# Given exercise:
Your task is to repeat the entries underneath exactly, minus the pictures.

— START OF Records for processing —

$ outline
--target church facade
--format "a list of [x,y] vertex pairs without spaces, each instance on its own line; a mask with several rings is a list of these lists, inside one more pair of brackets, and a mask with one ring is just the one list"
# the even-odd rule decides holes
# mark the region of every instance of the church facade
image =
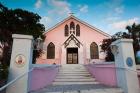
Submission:
[[42,60],[47,64],[85,64],[104,60],[102,40],[110,35],[71,15],[45,33]]

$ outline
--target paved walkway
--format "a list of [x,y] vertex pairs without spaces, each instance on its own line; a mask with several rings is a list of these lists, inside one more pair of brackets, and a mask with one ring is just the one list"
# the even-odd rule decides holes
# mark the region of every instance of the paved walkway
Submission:
[[83,65],[63,65],[51,86],[30,93],[123,93],[95,80]]

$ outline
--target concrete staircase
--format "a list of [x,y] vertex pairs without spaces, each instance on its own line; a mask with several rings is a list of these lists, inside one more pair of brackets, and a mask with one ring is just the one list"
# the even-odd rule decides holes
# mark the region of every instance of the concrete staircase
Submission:
[[123,93],[120,88],[100,84],[79,64],[60,67],[51,86],[30,93]]

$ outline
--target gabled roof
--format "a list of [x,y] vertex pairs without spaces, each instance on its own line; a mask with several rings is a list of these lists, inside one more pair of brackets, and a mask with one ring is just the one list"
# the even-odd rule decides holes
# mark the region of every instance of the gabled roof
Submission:
[[69,45],[71,40],[73,40],[79,48],[80,44],[83,45],[73,34],[71,34],[69,38],[63,43],[65,45],[65,48]]
[[96,30],[97,32],[99,32],[99,33],[101,33],[101,34],[103,34],[103,35],[105,35],[105,36],[107,36],[107,37],[111,37],[111,35],[109,35],[109,34],[103,32],[103,31],[101,31],[100,29],[98,29],[98,28],[96,28],[96,27],[94,27],[94,26],[92,26],[92,25],[90,25],[90,24],[88,24],[88,23],[86,23],[86,22],[84,22],[84,21],[78,19],[77,17],[75,17],[75,16],[73,16],[73,15],[71,15],[71,16],[67,17],[66,19],[64,19],[63,21],[57,23],[55,26],[53,26],[52,28],[50,28],[50,29],[48,29],[46,32],[44,32],[44,34],[46,34],[46,33],[48,33],[49,31],[55,29],[56,27],[58,27],[59,25],[63,24],[65,21],[67,21],[67,20],[69,20],[69,19],[75,19],[75,20],[78,21],[79,23],[81,23],[81,24],[83,24],[83,25],[86,25],[86,26],[88,26],[89,28],[91,28],[91,29],[93,29],[93,30]]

— END OF Records for processing —

# Exercise output:
$ outline
--target church facade
--format "a list of [x,y] vertex pairs without spaces, each instance on its own line; a mask with several rings is a list of these lists, inside one more pair of brackets, and a mask with one ring is just the one list"
# the even-odd rule decides holes
# mark the region of every instance of the church facade
image =
Submission:
[[42,60],[47,64],[85,64],[104,60],[102,40],[110,35],[71,15],[45,33]]

$ outline
--target paved walkway
--format "a list of [x,y] vertex pairs without spaces, each instance on its own line; a mask with several rings is a list of these lists, inside one more pair of brackets, and a mask with one ring is just the one list"
# the even-odd rule decides holes
# mark the region of every instance of the paved walkway
Submission:
[[83,65],[63,65],[51,86],[30,93],[123,93],[95,80]]

$ outline
--target concrete staircase
--format "a list of [x,y] vertex pairs without spaces, each instance on its own line; a mask with several rings is a list of these lists, inside one more pair of brackets, and a mask with one ring is just the one list"
# the even-odd rule decides holes
# mark the region of every instance of the concrete staircase
Submission:
[[123,93],[120,88],[100,84],[79,64],[60,67],[51,86],[30,93]]

$ outline
--target gabled roof
--format "a list of [x,y] vertex pairs without spaces, each instance on its own line; a mask with several rings is a list of these lists, inside one more pair of brackets, and a mask with one ring is just the one list"
# the even-odd rule decides holes
# mark the region of every instance of the gabled roof
Submission:
[[69,45],[71,40],[73,40],[79,48],[80,44],[83,45],[73,34],[71,34],[69,38],[63,43],[65,45],[65,48]]
[[96,30],[97,32],[99,32],[99,33],[101,33],[101,34],[103,34],[103,35],[105,35],[105,36],[107,36],[107,37],[111,37],[111,35],[109,35],[109,34],[103,32],[103,31],[101,31],[100,29],[98,29],[98,28],[96,28],[96,27],[94,27],[94,26],[92,26],[92,25],[90,25],[90,24],[88,24],[88,23],[86,23],[86,22],[84,22],[84,21],[78,19],[77,17],[75,17],[75,16],[73,16],[73,15],[71,15],[71,16],[67,17],[66,19],[64,19],[63,21],[57,23],[55,26],[53,26],[52,28],[50,28],[50,29],[48,29],[46,32],[44,32],[44,34],[46,34],[46,33],[48,33],[49,31],[55,29],[56,27],[58,27],[59,25],[63,24],[65,21],[67,21],[67,20],[69,20],[69,19],[75,19],[75,20],[78,21],[79,23],[81,23],[81,24],[83,24],[83,25],[86,25],[86,26],[88,26],[89,28],[91,28],[91,29],[93,29],[93,30]]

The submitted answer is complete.